Deputada européia diz que ninguém fala seriamente em internacionalizar a Amazônia
2005-06-09
Uma rotina repete-se nos últimos anos. A cada nova notícia sobre a destruição de pedaços preciosos da Floresta Amazônica, surgem vozes defendendo a internacionalização da região como forma de evitar sua deterioração. A proposta tem hoje seus adeptos, inclusive entre setores do movimento ambientalista. Em recente viagem ao Brasil, a deputada européia Mônica Frassoni, co-presidenta da bancada dos Verdes no Parlamento Europeu, foi surpreendida com notícias que a colocavam entre os defensores desta proposta. Na verdade, a parlamentar é uma crítica da idéia. Em entrevista concedida por correio eletrônico para a Carta Maior, Monica Frassoni diz que ninguém fala disso seriamente na Europa. - A Amazônia é brasileira e são os brasileiros quem têm que proteger seu patrimônio - defende a deputada do Partido Verde. A luta na Europa, acrescenta, deve ser contra a importação de madeira retirada de áreas protegidas e explorada por empresas que praticam o trabalho escravo.
Aos 42 anos, Frassoni é deputada no Parlamento Europeu desde 1999, quando foi eleita na Itália. Atualmente, ela vive entre Brescia e Bruxelas, onde chegou em 1987 como secretária geral da Juventude Federalista Européia. Segundo ela, as prioridades da bancada verde no Parlamento Europeu são a proteção do meio ambiente, da democracia e dos direitos sociais, a defesa da paz e a prevenção de conflitos. Na entrevista à Carta Maior, ela fala sobre os temas da defesa da Amazônia, da responsabilidade brasileira e internacional na área e sobre a relação entre modelos econômicos e sustentabilidade ambiental. Frassoni explica que o Partido Verde europeu está lutando contra o modelo agroindustrial baseado na soja e na carne, pois ele provoca desmatamento, deslocamento populacional e a destruição da agricultura familiar. E também faz um rápido balanço sobre a situação ambiental no planeta. - Basta dar uma olhada nas estatísticas das catástrofes chamadas naturais dos últimos anos e fica claro: o mundo vai muito mal - resume.
Agência Carta Maior: Mais uma vez, volta-se a discutir a possibilidade de algum tipo de internacionalização da Amazônia, como forma de proteger a floresta da destruição. Como você vê essa questão e quais são as alternativas para defender a região da destruição ambiental?

▶ _LINHAS DE DADOS_:

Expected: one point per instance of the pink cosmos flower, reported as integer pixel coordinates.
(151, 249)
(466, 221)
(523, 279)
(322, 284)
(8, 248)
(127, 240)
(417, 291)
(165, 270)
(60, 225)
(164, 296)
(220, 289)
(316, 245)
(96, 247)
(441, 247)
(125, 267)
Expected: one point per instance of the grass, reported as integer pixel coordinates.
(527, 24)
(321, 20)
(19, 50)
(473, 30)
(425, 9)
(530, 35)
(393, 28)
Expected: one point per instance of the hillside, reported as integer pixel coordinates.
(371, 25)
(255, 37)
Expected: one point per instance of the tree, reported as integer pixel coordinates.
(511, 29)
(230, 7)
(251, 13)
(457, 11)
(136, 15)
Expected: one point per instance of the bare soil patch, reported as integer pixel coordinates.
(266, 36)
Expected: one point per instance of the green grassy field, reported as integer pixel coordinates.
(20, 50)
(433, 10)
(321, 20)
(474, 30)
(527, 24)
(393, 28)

==

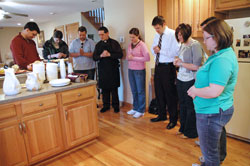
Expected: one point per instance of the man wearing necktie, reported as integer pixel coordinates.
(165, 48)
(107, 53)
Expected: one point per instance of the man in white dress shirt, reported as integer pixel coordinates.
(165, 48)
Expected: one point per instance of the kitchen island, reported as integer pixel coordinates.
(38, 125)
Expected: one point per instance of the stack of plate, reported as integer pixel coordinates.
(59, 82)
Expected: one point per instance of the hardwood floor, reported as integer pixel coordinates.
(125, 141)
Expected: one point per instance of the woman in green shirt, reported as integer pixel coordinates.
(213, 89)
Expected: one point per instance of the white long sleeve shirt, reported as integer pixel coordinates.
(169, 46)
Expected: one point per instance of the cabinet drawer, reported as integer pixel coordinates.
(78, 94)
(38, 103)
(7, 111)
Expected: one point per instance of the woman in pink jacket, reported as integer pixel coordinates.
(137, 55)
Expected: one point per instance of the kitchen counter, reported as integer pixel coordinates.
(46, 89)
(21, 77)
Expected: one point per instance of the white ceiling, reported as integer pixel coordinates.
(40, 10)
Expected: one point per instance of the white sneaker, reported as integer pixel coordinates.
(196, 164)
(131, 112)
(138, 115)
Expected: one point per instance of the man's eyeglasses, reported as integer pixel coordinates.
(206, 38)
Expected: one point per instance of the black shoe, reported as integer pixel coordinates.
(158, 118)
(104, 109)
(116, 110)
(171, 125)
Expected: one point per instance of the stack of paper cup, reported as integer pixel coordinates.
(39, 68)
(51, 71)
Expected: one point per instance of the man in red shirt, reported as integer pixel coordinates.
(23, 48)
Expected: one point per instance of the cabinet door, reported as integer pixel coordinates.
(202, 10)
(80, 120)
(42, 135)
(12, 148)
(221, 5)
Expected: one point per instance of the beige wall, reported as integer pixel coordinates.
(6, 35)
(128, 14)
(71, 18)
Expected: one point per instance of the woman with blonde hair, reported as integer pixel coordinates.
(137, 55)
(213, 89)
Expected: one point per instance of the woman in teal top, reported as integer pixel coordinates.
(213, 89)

--

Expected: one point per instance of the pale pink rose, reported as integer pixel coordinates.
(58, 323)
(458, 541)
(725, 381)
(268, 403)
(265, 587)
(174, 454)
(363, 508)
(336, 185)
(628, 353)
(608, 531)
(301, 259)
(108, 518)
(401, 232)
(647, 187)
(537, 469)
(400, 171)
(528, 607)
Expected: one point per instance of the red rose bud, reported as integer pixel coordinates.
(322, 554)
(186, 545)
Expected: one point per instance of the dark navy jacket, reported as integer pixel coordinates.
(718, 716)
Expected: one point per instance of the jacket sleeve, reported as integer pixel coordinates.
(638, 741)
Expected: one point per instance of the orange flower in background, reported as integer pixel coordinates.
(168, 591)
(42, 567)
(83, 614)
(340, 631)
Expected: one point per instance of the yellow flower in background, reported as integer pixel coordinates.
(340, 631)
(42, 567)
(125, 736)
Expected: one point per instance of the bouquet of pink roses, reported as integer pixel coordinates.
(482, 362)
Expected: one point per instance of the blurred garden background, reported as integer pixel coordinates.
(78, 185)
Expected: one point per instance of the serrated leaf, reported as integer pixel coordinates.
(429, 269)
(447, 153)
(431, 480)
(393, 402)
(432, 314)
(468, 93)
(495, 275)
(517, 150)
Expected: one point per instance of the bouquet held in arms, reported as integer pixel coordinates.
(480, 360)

▶ _TAREFA A_: Informe cada linha que contém a palavra "kitchen", diferenciando maiúsculas de minúsculas.
▶ _TAREFA B_: Escreva a continuação da entrevista sobre a internacionalização da Amazônia a partir do ponto em que ela termina.
O texto e as linhas têm origens distintas.

▶ _RESPOSTA CORRETA A_:
Expected: one point per instance of the kitchen island, reported as integer pixel coordinates.
Expected: one point per instance of the kitchen counter, reported as integer pixel coordinates.

▶ _RESPOSTA CORRETA B_:
Monica Frassoni: Eu tive a oportunidade de viajar ao Brasil há três semanas, como membro de uma delegação do Parlamento Europeu. Pouco antes de sair para o Brasil, ouvimos pela primeira vez sobre o temor do Brasil de sofrer pressões pela internacionalização da Amazônia. Na Europa, ninguém fala disso seriamente. A Amazônia é brasileira, e são os brasileiros quem têm que proteger o seu patrimônio. A responsabilidade da comunidade internacional é de não apoiar políticas que levem à destruição da floresta, mas sim de apoiar aquelas políticas do governo brasileiro que garantam um modelo de desenvolvimento sustentável para a região e para o país. Ou seja, o Brasil tem demarcado áreas protegidas e vai marcar mais áreas protegidas do desmatamento. Então, nós, na Europa, temos que assegurar a proibição da importação de madeira que vem de zonas protegidas através de nossos portos. Caso contrário, os europeus estarão participando de atos criminosos. Também não podemos aceitar a chegada de madeira desmatada com trabalho escravo ou semi-escravo.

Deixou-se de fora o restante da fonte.